===== Provided passage

Studio album by Ben Wendel, Harish Raghavan & Nate Wood
- Released: 2009
- Genre: Jazz; post-bop;
- Length: 52:26
- Label: Brooklyn Jazz Underground BJUR 011 CD

Ben Wendel chronology
| Simple Song (2009) | ACT (2009) | Frame (2012) |

= ACT (album) =

ACT is a studio album by the jazz trio ACT, consisting of saxophonist Ben Wendel, bassist Harish Raghavan, and drummer Nate Wood, released by Brooklyn Jazz Underground Records in 2009.

About making the album, Wendel explained, The three of us have known each other for quite some time – we've played in a lot of different groups together but always gravitated towards the trio format. Making this album has been something we've wanted to do for a while. We ended up with two free days last year and tracked the music down at Steve Wood's private studio (Steve is Nate's father and one of the best engineers on the West Coast).
The standards we chose came naturally out of a few warm up gigs leading to the recording. The originals were written with the trio in mind, and a few (like "Act") were written quickly just before tracking. "News" was loosely inspired by a blues that my friend Walter Smith III wrote off of his first album. "What Was" is based on a sketch that has eventually turned into a movement of a jazz suite I'm writing for the Chamber Music of America "New Works Grant." Although this is mostly a trio format, I added piano and bassoon on a few tracks to change the soundscape up a bit.

==========

### Written exercise A
Which lines in the entries below contain the word "waterfront"? Copy each of those lines.

===== Information shown

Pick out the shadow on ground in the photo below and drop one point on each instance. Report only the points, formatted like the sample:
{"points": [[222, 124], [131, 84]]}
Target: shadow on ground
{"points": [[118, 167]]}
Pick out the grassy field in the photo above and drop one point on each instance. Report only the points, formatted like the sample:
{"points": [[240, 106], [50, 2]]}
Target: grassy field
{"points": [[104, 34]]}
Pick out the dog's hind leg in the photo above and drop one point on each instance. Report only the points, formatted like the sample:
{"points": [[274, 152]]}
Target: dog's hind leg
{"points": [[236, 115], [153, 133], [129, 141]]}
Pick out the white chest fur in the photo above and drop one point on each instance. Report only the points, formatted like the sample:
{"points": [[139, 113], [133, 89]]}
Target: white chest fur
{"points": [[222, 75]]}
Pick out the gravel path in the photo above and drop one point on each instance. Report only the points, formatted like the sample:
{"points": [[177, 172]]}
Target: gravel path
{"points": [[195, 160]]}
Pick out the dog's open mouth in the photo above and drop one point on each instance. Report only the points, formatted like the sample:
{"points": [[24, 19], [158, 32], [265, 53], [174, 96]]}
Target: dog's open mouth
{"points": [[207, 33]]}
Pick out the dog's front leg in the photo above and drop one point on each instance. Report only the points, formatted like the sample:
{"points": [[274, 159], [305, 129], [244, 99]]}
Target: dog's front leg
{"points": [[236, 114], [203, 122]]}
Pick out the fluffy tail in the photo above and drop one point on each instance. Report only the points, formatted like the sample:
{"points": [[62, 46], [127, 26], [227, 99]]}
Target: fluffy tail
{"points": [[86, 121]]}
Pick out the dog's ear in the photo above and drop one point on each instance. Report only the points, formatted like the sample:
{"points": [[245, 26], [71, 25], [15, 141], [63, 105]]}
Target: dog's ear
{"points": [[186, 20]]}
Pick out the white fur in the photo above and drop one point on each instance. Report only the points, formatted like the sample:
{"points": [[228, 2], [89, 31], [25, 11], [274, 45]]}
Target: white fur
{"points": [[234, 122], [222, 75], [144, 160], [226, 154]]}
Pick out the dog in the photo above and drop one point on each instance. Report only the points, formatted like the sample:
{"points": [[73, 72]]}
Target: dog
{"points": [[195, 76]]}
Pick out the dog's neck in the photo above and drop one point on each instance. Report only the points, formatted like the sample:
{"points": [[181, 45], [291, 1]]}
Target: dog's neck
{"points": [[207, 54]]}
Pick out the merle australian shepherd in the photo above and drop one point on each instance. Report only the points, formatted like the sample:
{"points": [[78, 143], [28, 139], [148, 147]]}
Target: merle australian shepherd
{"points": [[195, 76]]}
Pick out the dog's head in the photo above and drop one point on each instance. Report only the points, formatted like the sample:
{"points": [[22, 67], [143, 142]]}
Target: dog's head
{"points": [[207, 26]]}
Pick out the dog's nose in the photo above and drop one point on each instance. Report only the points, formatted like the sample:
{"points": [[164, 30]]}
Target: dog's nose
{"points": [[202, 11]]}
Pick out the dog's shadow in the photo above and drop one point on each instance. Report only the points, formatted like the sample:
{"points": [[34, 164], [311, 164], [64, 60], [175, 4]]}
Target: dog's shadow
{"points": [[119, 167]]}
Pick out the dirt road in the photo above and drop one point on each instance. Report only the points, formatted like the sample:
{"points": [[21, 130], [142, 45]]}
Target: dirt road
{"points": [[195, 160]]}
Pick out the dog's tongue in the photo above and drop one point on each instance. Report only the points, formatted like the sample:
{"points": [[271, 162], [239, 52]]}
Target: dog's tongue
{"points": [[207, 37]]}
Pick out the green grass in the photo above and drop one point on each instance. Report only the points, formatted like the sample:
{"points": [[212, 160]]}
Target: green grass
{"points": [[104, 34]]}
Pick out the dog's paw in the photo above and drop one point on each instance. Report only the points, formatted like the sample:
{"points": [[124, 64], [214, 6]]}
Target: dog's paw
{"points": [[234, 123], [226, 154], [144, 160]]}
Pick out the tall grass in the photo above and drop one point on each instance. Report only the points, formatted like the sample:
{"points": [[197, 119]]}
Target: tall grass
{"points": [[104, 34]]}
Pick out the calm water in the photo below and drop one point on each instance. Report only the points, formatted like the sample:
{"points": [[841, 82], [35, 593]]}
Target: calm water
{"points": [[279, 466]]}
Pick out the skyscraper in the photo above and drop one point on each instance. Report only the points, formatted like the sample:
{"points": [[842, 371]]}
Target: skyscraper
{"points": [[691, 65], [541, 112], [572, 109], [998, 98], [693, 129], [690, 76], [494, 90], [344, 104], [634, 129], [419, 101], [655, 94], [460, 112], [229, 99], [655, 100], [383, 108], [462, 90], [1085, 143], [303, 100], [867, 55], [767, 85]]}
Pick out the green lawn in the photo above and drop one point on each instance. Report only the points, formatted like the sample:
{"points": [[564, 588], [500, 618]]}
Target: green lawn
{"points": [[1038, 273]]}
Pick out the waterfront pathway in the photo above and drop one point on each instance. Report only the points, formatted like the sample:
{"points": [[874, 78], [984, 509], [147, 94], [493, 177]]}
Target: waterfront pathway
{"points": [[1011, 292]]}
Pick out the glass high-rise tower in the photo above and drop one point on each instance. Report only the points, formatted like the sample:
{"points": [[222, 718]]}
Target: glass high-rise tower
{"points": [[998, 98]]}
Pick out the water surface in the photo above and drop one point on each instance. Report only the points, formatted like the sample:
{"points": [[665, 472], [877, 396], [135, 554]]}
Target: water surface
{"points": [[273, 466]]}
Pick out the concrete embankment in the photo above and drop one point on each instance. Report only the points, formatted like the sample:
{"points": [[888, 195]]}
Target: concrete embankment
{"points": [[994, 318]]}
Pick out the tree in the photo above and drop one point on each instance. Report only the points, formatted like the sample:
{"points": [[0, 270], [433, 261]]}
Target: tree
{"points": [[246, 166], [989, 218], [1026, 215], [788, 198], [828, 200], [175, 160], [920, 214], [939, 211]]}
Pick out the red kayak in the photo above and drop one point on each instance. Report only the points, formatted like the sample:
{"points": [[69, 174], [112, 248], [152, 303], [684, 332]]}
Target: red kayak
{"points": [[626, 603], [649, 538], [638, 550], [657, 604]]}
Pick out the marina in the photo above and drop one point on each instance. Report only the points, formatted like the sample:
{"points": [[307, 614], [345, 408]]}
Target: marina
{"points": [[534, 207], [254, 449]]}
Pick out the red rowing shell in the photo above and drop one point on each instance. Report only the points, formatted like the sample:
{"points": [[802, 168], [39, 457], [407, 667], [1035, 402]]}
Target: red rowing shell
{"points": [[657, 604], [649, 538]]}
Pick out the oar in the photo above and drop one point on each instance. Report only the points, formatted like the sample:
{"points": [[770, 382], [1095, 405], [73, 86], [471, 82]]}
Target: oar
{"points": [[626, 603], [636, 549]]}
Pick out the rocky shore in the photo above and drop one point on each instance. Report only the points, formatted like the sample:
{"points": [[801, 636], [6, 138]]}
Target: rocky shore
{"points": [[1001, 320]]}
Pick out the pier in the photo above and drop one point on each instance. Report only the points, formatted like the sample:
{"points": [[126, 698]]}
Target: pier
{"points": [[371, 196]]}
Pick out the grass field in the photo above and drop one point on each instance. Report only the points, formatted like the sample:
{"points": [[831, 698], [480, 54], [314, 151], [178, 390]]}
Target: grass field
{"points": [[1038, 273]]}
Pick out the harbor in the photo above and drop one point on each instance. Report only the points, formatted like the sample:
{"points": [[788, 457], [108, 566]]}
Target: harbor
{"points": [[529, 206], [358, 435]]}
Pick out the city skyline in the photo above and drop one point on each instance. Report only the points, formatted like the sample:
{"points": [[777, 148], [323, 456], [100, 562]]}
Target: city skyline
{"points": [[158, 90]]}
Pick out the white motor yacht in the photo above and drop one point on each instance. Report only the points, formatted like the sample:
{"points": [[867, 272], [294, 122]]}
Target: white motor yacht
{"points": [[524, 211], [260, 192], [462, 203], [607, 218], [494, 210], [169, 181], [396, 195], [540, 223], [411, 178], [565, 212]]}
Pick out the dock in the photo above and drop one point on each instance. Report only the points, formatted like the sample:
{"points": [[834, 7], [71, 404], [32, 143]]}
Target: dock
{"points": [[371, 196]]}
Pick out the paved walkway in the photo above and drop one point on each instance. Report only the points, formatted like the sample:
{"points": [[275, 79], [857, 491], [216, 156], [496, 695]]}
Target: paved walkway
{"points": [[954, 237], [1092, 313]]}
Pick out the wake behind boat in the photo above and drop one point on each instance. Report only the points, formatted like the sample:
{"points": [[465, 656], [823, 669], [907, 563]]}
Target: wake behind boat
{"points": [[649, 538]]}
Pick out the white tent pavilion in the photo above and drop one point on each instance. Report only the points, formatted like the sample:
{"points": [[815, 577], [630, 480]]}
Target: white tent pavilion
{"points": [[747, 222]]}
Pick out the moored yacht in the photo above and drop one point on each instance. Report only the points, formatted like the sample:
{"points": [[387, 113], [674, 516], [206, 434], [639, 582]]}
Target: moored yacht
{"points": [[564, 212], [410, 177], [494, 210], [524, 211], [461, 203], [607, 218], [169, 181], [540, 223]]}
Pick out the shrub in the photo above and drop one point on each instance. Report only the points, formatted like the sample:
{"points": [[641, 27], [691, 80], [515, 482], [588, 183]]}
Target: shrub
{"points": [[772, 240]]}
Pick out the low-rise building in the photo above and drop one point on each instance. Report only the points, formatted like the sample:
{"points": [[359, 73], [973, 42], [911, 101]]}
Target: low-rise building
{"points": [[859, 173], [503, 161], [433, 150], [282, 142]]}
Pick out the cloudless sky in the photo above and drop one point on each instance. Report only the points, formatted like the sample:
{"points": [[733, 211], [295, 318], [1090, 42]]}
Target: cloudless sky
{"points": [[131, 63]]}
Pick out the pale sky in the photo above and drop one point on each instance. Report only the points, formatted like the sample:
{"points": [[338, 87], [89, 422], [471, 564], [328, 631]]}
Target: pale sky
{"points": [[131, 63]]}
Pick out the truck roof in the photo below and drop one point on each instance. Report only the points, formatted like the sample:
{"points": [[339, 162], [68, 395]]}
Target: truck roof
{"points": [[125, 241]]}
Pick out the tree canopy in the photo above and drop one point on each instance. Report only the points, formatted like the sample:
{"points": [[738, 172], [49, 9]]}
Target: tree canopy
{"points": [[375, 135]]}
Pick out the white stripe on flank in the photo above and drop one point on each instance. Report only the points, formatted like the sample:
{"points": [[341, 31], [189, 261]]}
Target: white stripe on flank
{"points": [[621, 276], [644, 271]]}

==========

### Written exercise B
Can you retype the entire passage about the album ACT from above, with no changes?

### Worked answer A
Pick out the waterfront pathway in the photo above and drop one point on each instance. Report only the points, formatted like the sample:
Target: waterfront pathway

### Worked answer B
Studio album by Ben Wendel, Harish Raghavan & Nate Wood
- Released: 2009
- Genre: Jazz; post-bop;
- Length: 52:26
- Label: Brooklyn Jazz Underground BJUR 011 CD

Ben Wendel chronology
| Simple Song (2009) | ACT (2009) | Frame (2012) |

= ACT (album) =

ACT is a studio album by the jazz trio ACT, consisting of saxophonist Ben Wendel, bassist Harish Raghavan, and drummer Nate Wood, released by Brooklyn Jazz Underground Records in 2009.

About making the album, Wendel explained, The three of us have known each other for quite some time – we've played in a lot of different groups together but always gravitated towards the trio format. Making this album has been something we've wanted to do for a while. We ended up with two free days last year and tracked the music down at Steve Wood's private studio (Steve is Nate's father and one of the best engineers on the West Coast).
The standards we chose came naturally out of a few warm up gigs leading to the recording. The originals were written with the trio in mind, and a few (like "Act") were written quickly just before tracking. "News" was loosely inspired by a blues that my friend Walter Smith III wrote off of his first album. "What Was" is based on a sketch that has eventually turned into a movement of a jazz suite I'm writing for the Chamber Music of America "New Works Grant." Although this is mostly a trio format, I added piano and bassoon on a few tracks to change the soundscape up a bit.